Source data
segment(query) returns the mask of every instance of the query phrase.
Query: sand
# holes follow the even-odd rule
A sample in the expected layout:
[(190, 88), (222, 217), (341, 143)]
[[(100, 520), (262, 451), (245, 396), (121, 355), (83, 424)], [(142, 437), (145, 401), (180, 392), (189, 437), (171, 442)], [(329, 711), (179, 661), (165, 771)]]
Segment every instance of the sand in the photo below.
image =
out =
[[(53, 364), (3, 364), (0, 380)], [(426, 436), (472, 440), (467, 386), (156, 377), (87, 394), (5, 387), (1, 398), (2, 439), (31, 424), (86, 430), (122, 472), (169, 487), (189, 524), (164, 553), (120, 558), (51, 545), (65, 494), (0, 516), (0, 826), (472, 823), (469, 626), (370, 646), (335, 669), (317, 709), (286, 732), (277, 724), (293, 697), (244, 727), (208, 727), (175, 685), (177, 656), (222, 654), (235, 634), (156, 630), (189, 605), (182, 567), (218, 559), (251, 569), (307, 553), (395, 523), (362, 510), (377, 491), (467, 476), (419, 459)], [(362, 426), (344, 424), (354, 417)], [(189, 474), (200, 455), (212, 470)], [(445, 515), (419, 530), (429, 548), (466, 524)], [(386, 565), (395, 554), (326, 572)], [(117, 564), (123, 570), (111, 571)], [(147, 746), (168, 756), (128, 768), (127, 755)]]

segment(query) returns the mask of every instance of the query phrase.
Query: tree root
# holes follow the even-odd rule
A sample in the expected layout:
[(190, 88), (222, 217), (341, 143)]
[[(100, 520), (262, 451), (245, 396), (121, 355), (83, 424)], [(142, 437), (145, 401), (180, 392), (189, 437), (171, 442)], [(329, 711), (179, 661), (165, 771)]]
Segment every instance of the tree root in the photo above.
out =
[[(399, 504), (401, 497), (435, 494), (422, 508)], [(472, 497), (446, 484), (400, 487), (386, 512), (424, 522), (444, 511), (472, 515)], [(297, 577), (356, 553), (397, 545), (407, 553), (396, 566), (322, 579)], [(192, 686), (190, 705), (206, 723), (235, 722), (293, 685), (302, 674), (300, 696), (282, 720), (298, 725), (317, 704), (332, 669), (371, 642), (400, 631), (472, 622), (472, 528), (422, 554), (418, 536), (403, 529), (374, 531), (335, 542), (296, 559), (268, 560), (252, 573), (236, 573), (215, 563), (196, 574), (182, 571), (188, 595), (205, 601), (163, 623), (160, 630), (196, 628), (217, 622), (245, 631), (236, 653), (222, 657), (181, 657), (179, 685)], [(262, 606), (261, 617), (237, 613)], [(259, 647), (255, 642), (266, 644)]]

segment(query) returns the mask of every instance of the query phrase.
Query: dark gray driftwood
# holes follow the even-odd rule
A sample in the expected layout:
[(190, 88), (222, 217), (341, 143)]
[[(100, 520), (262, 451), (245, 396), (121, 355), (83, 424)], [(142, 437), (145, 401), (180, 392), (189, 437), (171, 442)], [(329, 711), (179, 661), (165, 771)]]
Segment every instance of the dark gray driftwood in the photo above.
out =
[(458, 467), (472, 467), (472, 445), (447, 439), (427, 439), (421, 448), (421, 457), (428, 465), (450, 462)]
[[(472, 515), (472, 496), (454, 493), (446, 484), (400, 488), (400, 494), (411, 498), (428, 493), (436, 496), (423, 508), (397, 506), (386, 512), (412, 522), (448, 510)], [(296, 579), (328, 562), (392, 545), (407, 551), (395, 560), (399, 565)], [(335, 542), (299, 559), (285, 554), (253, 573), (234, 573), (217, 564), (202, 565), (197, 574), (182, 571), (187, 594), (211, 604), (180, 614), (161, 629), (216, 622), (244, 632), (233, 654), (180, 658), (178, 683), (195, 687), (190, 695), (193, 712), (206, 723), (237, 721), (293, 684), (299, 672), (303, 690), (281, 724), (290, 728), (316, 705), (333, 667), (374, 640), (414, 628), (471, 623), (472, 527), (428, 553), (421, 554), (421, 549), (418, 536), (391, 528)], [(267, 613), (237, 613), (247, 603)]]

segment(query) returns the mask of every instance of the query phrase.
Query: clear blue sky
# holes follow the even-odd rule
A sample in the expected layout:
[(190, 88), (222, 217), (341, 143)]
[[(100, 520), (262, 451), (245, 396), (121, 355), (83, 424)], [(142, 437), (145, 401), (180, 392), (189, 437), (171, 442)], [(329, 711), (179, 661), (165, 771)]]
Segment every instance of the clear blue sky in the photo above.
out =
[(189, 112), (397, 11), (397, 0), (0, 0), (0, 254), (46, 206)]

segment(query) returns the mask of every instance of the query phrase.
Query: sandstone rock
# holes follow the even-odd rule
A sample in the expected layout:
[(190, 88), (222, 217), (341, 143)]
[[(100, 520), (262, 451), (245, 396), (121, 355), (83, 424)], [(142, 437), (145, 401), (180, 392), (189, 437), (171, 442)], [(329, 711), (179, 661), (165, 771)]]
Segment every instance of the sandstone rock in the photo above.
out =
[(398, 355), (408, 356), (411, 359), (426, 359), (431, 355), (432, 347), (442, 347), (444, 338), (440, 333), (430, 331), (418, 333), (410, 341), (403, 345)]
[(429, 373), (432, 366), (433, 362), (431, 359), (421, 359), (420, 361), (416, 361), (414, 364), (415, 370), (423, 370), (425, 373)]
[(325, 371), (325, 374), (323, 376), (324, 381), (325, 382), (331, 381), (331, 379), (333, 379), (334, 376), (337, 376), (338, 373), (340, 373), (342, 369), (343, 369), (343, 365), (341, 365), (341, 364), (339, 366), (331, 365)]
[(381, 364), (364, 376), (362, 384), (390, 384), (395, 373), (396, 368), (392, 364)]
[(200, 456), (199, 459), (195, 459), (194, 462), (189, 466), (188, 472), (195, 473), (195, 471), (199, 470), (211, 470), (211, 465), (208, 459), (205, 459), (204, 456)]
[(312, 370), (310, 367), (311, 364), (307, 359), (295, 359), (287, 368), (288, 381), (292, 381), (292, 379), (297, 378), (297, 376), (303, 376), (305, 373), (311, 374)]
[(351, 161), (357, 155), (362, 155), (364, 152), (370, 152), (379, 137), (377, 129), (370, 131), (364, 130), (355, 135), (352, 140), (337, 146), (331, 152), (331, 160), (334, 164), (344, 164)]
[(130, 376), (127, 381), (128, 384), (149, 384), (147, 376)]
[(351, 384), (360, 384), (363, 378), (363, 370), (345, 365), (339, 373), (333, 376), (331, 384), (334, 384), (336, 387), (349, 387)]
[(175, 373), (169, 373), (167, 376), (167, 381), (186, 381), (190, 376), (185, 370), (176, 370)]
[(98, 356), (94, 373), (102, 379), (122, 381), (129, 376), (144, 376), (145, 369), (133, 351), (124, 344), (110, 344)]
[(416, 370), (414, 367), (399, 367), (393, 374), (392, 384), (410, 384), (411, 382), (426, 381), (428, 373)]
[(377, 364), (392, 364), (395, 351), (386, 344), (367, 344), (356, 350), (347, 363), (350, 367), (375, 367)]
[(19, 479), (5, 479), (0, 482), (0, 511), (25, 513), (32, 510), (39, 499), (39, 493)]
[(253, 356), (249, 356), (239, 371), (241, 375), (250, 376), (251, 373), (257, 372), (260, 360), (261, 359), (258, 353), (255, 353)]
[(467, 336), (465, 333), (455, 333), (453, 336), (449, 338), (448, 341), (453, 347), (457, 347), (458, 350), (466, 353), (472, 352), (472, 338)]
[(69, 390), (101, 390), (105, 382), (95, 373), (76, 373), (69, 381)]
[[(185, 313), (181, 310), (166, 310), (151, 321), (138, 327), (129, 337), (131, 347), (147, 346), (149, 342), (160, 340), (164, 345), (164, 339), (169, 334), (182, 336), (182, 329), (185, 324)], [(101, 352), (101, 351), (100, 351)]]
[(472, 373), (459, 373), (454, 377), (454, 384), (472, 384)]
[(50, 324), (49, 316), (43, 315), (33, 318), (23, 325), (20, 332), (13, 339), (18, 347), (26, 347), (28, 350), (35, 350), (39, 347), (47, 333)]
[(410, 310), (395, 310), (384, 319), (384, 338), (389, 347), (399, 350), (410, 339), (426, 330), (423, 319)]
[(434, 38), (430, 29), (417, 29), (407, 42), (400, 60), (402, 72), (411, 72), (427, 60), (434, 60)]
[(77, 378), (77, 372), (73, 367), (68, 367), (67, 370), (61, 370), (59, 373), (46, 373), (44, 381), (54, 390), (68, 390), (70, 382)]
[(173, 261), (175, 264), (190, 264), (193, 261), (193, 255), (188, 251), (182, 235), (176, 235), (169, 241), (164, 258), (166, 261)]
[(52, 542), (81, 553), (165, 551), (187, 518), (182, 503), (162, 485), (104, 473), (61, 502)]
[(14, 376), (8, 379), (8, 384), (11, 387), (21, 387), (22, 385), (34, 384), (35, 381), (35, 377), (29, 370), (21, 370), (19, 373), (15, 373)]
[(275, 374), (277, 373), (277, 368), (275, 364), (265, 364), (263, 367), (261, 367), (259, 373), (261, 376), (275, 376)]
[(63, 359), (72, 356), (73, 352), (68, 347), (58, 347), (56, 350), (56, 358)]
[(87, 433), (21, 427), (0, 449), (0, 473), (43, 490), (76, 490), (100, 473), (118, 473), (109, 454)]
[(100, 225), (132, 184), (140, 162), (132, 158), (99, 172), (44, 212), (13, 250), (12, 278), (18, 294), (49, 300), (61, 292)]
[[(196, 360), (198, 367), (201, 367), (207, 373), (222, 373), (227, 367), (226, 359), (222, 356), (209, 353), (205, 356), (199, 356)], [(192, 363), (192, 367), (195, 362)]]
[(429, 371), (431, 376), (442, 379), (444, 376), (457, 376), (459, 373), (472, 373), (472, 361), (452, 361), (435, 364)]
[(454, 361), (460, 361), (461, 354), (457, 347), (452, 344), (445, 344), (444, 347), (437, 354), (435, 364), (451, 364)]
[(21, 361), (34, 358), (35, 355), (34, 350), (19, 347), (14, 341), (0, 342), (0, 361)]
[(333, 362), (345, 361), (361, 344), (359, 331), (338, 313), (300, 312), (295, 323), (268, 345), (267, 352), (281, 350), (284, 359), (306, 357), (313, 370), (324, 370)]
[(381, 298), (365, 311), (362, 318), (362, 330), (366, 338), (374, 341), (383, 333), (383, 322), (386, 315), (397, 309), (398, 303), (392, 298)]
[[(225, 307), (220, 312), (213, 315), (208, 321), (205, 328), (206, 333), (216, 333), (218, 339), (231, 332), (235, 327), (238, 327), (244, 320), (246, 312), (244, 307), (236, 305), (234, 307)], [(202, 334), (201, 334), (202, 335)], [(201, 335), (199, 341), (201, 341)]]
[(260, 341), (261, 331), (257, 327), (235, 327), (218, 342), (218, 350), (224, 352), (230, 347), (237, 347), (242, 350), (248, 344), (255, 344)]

### EXERCISE GOAL:
Within the lines above, find those holding the word "photo" and copy them.

### ANSWER TO THIS EXERCISE:
Segment every instance of the sand in the photo below.
Segment every instance of the tree root in the photo above.
Segment every instance of the dark gray driftwood in the photo above.
Segment every instance of the clear blue sky in the photo above.
Segment every instance of the sandstone rock in the photo above.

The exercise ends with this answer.